■ ИСХОДНЫЙ ТЕКСТ
◇ ◇ ◇

Родительское собрание


Молчат: Аглая Чечот, Мария Секацкая, Анна Ковалова

Родители — безумцы и придурки

Иван Чечот: Родительское собрание, так? А вы значит — классный руководитель?

Любовь Аркус: Нет, я такой же участник разговора. Пока мы делали номер «Ровесники», стала заметна одна тенденция, с которой я и хочу начать нашу беседу. Мы получили семь эссе, и все они назывались словом «страх». В них описывались самые разные страхи — от страхов перед маньяками до страха, что родители потеряют работу. Конечно, страх — это неотъемлемая часть любого детства. Но меня этот факт поразил. Что мы такого делали со своими детьми, что им страшно?

Иван Чечот: Надеюсь, это не моя дочь написала такой текст?

Любовь Аркус: Нет. И не твоя, Александр.

Иван Чечот: Ну, в голову сразу приходят банальные мысли политико-социального характера, и высказывать их совершенно не хочется. Всем они давно известны: наши родители не могли потерять работу, если только они не были творцами или диссидентами. А в девяностые, да и теперь, действительно возможно все. Я не уверен, что эти тексты прислали дети тех, кто был в кочегарках или писал нетленку. Скорее всего, это дети самых обыкновенных конформных людей, которые, с одной стороны, не были героями, а с другой, не занимали никаких командных высот.
А не находятся ли эти дети под влиянием некоего клише? О том, что страх — это благородная и интересная тема? Дурачки не боятся, а мы вот чувствуем, что в семье, в мире что-то не в порядке, и сигнализируем об этом. А сигнализировать такие вещи — вроде как функция молодежи. Кроме того, они знают, что у родителей было счастливое детство, поэтому, уж если им чем и отличаться от нас — то причастностью к страху. Это дети, которые уже в детстве слышали имя Серена Кьеркегора, видели фильмы ужасов. То есть, они определенным образом были закодированы на страх. Вот и автор текста «Настоящее», который мы только что прочитали, тоже уже знает, что такое «инфантильный», и немножко под инфантильного играет. Его текст ориентирован на какую-то свежесть, глаза в разные стороны, и он слишком лиричен.

Любовь Аркус: Вы лирике не доверяете?

Иван Чечот: Доверяю. Но бывает лирика от зрелости, а бывает лирика от инфантильности, от юности. В общем, есть что-то искусственное в этих страхах детей девяностых.

Александр Секацкий: Историческое чувство страха целого поколения может быть связано с тем, что в условиях перестройки взрослые оказались детьми. Они думали, что неудачи приватизации Анатолия Чубайса — это не главное. Они по-прежнему верили, что все восстановится, и продолжали ассоциировать себя с прежними идеалами. Все их целесообразные умения — в том числе, навыки лицемерия по отношению к существующей власти — оказались совершенно ненужными, поэтому они не знали, чему учить. Стандартная схема, когда сыновья и дочери должны выбивать с социальных высот своих родителей, чтобы занять их место, обрушилась. Место отцов стало неважным. Дети раньше родителей поняли, как устроен этот мир, основанный на жестоком цинизме криминальной власти. И ощутили себя более искушенными и взрослыми, чем их отцы. Родители — безумцы и придурки, которые живут в каких-то своих оазисах, не имеющих отношения к действительности. Конечно, дети, не очень понимают, что к чему. Но их родители — не понимают вообще ничего.

◇ ◇ ◇

[Строки набора данных о том, где находятся объекты]
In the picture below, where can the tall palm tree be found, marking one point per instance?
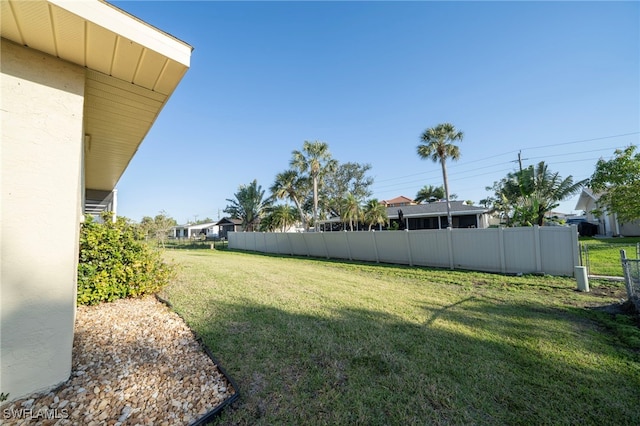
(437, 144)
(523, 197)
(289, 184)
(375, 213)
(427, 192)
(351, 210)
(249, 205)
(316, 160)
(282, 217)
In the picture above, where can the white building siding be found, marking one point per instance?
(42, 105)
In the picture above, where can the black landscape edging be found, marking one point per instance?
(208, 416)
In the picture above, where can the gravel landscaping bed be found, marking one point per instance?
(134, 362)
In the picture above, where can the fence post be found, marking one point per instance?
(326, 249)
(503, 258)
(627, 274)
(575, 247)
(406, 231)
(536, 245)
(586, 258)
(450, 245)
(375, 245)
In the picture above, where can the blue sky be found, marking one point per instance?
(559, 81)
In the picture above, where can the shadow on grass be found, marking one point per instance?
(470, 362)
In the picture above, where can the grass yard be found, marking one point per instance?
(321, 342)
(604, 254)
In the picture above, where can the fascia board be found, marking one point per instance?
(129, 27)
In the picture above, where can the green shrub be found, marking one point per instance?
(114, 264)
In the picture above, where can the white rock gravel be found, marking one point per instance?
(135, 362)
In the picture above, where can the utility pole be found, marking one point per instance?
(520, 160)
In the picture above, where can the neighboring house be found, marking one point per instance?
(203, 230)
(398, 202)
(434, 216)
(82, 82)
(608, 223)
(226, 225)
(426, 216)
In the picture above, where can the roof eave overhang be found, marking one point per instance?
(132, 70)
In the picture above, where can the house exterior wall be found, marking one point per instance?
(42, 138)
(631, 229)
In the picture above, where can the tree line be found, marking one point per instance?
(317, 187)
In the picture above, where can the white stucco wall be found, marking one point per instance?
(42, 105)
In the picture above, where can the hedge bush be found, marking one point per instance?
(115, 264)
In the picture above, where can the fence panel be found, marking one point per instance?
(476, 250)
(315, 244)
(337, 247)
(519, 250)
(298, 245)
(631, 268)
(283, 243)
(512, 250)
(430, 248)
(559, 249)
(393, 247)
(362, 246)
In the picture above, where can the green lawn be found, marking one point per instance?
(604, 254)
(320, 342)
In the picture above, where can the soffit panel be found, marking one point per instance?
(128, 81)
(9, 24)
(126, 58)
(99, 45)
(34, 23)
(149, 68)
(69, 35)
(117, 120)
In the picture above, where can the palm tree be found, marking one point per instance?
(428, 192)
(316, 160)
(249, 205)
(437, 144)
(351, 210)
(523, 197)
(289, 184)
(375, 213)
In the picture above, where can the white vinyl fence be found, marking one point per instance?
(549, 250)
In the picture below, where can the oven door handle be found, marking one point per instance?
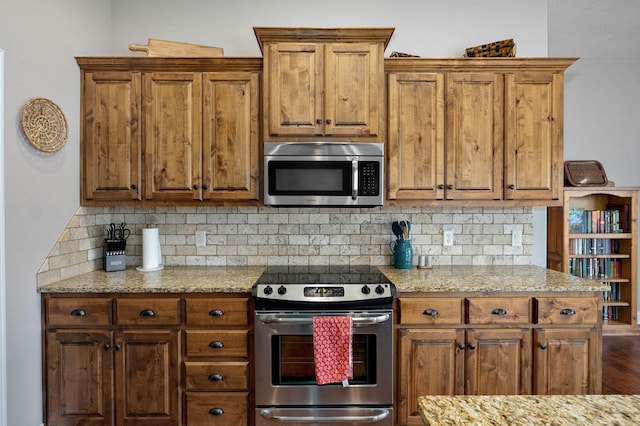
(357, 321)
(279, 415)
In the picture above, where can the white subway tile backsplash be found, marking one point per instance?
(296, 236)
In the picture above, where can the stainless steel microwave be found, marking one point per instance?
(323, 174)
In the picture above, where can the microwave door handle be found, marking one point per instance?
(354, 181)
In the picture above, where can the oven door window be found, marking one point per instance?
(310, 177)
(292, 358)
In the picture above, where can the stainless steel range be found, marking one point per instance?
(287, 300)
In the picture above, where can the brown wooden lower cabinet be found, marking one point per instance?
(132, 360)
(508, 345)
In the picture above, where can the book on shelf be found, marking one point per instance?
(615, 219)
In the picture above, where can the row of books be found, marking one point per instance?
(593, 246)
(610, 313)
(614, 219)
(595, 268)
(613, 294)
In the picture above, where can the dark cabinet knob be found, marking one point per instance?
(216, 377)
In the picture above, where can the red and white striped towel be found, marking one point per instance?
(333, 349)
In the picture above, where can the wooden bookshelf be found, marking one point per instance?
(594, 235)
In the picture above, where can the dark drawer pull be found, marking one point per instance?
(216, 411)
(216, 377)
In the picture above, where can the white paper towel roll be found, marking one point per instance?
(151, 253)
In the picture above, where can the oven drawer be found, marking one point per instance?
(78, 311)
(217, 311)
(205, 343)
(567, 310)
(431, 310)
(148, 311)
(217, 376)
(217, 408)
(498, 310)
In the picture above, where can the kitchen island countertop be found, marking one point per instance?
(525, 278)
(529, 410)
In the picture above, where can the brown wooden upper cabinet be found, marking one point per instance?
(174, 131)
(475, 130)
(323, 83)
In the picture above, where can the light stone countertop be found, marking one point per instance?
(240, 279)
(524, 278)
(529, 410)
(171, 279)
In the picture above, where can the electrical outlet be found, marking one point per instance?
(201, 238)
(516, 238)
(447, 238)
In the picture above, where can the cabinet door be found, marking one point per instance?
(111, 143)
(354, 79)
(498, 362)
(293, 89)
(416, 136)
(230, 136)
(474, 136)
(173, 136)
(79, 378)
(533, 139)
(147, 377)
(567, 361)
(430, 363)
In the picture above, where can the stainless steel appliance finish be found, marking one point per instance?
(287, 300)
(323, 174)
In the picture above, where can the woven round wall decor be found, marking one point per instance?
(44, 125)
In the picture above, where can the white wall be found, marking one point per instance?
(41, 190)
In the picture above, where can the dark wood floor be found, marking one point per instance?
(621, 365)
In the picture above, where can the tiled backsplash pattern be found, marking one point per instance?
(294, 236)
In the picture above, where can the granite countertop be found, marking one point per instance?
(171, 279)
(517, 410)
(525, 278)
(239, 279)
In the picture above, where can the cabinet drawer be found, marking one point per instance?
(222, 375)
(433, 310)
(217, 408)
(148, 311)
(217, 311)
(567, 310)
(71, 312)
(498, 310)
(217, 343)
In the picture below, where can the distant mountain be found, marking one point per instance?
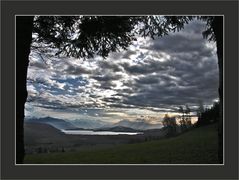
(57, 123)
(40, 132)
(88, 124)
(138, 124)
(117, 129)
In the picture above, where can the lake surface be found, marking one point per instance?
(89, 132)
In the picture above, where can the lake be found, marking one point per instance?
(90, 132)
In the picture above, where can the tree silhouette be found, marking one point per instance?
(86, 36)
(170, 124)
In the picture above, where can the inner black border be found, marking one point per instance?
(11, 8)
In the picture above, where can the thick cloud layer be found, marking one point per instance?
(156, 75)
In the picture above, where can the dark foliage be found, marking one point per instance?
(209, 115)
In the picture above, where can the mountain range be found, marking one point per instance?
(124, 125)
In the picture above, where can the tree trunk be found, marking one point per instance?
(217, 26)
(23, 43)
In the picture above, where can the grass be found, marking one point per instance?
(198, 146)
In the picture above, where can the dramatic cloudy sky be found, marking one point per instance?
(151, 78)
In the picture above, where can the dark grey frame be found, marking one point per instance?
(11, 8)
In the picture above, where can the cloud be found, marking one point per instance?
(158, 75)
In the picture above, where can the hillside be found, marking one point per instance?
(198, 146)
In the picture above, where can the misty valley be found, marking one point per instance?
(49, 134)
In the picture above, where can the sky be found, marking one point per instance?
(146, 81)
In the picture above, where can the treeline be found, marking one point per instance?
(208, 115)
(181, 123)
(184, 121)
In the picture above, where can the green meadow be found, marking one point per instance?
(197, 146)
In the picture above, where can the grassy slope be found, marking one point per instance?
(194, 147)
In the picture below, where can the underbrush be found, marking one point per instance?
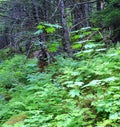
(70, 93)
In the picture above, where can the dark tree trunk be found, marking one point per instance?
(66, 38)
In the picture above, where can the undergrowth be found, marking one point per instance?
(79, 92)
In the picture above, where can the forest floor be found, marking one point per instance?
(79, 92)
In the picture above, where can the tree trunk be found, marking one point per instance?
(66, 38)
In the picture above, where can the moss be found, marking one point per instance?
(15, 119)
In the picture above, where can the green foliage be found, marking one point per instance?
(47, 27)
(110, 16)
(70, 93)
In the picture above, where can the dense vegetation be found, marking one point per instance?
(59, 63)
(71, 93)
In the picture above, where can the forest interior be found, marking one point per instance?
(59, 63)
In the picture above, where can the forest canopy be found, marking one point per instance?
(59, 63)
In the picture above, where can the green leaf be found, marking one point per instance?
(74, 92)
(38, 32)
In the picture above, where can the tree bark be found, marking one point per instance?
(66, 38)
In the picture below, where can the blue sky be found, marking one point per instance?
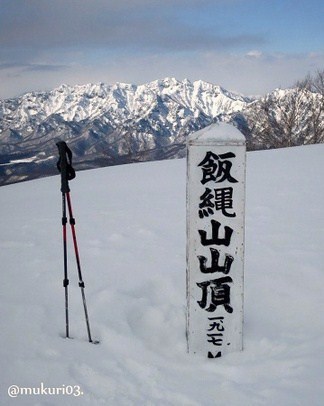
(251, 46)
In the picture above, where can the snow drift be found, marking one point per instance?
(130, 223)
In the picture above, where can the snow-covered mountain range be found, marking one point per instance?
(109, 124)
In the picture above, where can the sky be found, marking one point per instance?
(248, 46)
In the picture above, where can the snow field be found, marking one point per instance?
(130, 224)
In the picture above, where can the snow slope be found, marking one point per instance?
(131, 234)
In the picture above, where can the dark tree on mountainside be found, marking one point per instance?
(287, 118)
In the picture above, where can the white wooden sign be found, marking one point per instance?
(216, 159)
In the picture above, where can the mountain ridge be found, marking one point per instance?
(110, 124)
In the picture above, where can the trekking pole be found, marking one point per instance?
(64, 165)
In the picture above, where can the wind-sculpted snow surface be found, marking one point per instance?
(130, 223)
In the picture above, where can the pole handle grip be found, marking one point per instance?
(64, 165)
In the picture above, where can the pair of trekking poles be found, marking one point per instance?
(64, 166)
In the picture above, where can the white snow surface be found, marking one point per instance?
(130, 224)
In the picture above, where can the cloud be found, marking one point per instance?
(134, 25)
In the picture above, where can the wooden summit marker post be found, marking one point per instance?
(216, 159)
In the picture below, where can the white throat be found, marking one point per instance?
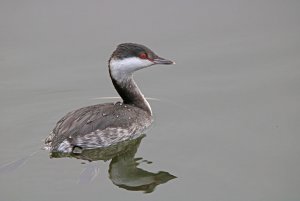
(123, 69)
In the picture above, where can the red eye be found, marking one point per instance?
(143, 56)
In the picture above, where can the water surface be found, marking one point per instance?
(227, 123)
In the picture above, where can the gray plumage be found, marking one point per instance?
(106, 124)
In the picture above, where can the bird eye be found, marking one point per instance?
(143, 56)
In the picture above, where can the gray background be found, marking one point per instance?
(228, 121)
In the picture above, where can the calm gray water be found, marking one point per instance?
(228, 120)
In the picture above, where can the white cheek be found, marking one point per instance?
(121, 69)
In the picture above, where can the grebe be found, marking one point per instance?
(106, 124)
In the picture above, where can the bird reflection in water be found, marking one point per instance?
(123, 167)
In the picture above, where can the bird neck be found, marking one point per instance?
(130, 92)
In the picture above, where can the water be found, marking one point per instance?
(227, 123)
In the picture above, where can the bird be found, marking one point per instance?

◇ ◇ ◇

■ ЗАДАНИЯ
1. Каким словом были названы все эссе, полученные при подготовке номера «Ровесники», согласно исходному тексту?
2. Перескажите исходный текст в трех предложениях.

■ ОТВЕТЫ
1. Все эссе назывались словом «страх».

2. Любовь Аркус рассказывает, что при подготовке номера «Ровесники» пришло семь эссе под названием «страх», и спрашивает, почему детям страшно. Иван Чечот предполагает, что дети находятся под влиянием клише о страхе как благородной теме, и видит в их страхах что-то искусственное. Александр Секацкий связывает страх поколения с тем, что во время перестройки взрослые оказались детьми, а дети раньше родителей поняли, как устроен мир.